Problem statement: What the task needs is every record repeated exactly, nothing more.

Task data:
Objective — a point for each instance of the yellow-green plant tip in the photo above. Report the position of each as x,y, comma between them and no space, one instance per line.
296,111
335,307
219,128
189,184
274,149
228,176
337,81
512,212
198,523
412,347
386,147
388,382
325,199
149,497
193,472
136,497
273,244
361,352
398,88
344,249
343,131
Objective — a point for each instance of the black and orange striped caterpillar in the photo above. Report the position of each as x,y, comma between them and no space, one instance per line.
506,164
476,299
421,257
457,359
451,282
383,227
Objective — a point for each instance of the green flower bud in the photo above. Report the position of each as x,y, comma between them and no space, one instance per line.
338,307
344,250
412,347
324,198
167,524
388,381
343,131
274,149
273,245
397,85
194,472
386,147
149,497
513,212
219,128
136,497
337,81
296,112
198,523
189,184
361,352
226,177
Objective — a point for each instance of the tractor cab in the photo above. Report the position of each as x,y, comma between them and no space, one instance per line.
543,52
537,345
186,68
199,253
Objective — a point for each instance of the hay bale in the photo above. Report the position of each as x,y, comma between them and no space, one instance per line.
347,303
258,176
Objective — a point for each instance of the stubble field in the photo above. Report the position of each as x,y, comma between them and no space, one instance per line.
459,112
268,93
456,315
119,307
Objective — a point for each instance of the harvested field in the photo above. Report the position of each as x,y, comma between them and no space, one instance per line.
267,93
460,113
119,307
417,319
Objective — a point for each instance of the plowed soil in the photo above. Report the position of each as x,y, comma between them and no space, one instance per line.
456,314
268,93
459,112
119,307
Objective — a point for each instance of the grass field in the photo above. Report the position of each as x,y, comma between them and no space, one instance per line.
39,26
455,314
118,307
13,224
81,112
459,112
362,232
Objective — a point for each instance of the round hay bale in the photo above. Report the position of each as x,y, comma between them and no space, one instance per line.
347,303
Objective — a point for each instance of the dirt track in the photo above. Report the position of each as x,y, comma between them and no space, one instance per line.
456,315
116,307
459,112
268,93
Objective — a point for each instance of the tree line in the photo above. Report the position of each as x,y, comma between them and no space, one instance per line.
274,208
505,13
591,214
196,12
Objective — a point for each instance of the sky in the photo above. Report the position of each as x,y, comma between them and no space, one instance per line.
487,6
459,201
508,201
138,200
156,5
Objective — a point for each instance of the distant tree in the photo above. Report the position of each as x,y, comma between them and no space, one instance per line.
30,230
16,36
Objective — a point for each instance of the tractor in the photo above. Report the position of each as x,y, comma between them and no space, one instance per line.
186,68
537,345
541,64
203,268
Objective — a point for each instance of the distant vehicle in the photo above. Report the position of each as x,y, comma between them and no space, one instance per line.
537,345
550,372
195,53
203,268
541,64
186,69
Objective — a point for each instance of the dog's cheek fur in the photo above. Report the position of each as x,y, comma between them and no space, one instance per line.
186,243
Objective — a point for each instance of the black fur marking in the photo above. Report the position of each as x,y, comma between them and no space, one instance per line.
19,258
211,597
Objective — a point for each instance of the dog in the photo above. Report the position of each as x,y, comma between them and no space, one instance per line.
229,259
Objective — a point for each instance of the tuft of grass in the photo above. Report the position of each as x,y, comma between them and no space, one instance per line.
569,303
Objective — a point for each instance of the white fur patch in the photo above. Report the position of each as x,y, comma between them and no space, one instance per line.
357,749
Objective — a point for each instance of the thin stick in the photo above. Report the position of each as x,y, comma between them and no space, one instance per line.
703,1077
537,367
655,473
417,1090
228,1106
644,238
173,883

Response to this task:
Objective — a point for each instance of the yellow-green plant tip in the photo above. Report the position of each as x,y, comma between them and no space, one instance per line.
296,111
335,307
219,128
189,184
274,149
228,176
337,81
512,212
198,523
412,347
386,147
388,382
325,199
149,497
193,472
136,497
273,244
361,352
398,88
344,249
343,131
Objective — a point for each instance of the black and orange striped caterpillar in the photo above. Report the position of each as x,y, comma between them and no space, one instance per line.
506,164
476,299
421,257
457,359
451,282
383,227
Objective — a point for each instance of the green flower bud in the photo above. Report the position of each as x,y, comma between them and no space, one instance per line.
338,307
344,250
412,347
324,198
167,524
388,381
343,131
274,149
273,245
397,85
194,472
386,147
149,497
513,212
219,128
136,497
337,81
296,112
198,523
189,184
361,352
226,177
Objective — a point for each instance of the tractor cab in the photo above. Report the position of each as x,y, comma between them and no space, one instance per line.
543,52
537,345
186,68
199,253
Objective — a point for each instance of the hay bale in the photo above. Report the position of each as x,y, comma between them and no space, one instance per line.
347,303
258,176
Objective — a point for each instance of the stubble field in the photo above. Report the position of each as x,y, comma between them and no space, one instance per line.
459,112
268,93
456,315
119,307
Objective — a point for each instance of the harvested field in the photo above. Report the position of each as x,y, comma between them and no space, one instance per line.
267,93
460,113
119,307
417,319
Objective — a point for each instance of the plowed soil in the photo above. Report the position of each as x,y, comma between them and no space, one instance per line.
456,314
268,93
459,112
119,307
Objective — a point for each instance of the grass field in the photo above. Report the position of each as x,y, comma between them and no space, one instance per line.
39,26
455,314
118,307
13,224
81,112
459,112
362,232
Objective — a point for each instance of the round hay bale in the photo above. Report the position of each as x,y, comma between them and no space, one instance per line.
347,303
Objective — a point for each instance of the dirt track in the photo above. Report the position of each as x,y, comma between them and no space, one instance per line.
456,315
116,307
459,112
268,93
Objective — a point for each instance of the tree line in the photo above. Report the position of each as x,y, comma between them and no space, one instance per line.
274,208
505,13
591,214
196,12
Objective — a point for each instance of the sky in the photo above. Report the position of each as x,y, comma between them and no space, one instance per line.
487,6
459,201
508,201
138,200
156,5
Objective — a point for each instance of the distant tree in the photo above. Report the position of each as x,y, comma between them and no space, one instance per line.
30,230
16,36
Objective — a point for each instance of the tractor in the photo above. Report the position of each as x,y, comma between them and no space, one instance per line.
186,68
537,345
541,64
203,268
Objective — a point for each instance of the distant vehicle in the photo above. Report the position of each as x,y, comma between them and no space, one instance per line.
537,345
550,372
195,53
203,268
541,64
186,69
Objective — a point for each instance of the dog's cheek fur in the photo above. Report the position of each as x,y, comma between them and no space, one instance per line.
186,243
Objective — a point for each instance of the black fur marking in the photo above. Report the position of each as x,y, comma between them and no space, one instance per line.
19,258
211,597
Objective — a point for each instance of the dog in the photo above. Report the position of each as x,y, comma between them and no space, one instance per line.
229,259
Objective — a point for each instance of the tuft of grass in the photo above. Report the position of each as x,y, comma between them and no space, one instance per line.
569,303
Objective — a point for each instance of the white fur patch in the photo above. Report the position of each as x,y, comma between them and no space, one instance per line.
357,749
Objective — a point for each instance of the thin stick in the photo above. Report the position of each as x,y, comma between them and no space, one instance per line.
703,1077
537,367
655,473
417,1090
228,1106
644,238
173,883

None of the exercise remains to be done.